◆ AIM: Which lines in the entries below contain the string "woman"? Show every such line in full, treating uppercase and lowercase as different.

◆ STORED RECORDS:
========

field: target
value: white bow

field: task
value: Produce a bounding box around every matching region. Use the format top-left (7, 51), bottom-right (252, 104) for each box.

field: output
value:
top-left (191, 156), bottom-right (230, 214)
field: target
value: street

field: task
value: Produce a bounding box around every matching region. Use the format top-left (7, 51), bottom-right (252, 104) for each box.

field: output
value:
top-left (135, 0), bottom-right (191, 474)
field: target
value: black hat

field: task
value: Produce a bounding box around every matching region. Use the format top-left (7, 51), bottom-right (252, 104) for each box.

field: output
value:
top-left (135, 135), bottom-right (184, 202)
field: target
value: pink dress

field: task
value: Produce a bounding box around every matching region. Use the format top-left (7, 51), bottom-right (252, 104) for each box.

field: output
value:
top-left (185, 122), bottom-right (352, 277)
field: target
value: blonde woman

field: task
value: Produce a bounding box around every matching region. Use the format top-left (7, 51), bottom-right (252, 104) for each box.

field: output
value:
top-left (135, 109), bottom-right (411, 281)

========

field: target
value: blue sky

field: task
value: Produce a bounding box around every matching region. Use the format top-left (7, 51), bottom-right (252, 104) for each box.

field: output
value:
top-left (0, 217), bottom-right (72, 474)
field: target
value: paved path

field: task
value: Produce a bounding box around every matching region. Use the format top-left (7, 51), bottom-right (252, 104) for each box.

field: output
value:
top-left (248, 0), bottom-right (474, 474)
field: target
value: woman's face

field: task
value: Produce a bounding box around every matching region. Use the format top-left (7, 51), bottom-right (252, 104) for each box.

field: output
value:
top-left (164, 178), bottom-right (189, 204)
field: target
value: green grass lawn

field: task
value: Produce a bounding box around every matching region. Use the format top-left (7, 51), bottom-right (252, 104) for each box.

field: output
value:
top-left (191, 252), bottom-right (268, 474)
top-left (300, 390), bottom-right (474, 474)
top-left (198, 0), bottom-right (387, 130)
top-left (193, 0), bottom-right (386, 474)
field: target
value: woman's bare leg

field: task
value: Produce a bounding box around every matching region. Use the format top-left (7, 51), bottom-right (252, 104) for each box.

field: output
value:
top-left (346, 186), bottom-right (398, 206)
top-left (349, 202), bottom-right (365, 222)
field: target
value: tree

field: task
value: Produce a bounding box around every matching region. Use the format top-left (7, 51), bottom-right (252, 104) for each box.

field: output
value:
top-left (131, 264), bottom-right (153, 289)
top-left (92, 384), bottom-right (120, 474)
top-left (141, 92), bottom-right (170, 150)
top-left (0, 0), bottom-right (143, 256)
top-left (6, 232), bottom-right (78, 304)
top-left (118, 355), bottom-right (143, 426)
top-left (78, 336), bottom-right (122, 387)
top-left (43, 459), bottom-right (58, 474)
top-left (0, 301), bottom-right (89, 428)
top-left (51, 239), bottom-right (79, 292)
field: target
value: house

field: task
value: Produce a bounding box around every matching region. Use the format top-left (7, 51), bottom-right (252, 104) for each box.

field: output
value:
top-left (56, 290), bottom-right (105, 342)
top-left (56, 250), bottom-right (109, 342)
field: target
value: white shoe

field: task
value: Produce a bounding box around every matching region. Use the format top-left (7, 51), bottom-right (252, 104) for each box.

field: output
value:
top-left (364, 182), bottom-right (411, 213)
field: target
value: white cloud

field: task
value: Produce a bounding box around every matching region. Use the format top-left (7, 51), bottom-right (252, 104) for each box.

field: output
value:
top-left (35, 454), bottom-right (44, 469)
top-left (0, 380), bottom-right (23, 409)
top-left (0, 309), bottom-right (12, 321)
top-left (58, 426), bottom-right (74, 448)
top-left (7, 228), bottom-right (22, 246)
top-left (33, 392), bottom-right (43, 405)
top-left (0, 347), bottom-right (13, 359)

========

◆ SOLUTION BELOW:
value: blonde woman
value: woman's face
value: woman's bare leg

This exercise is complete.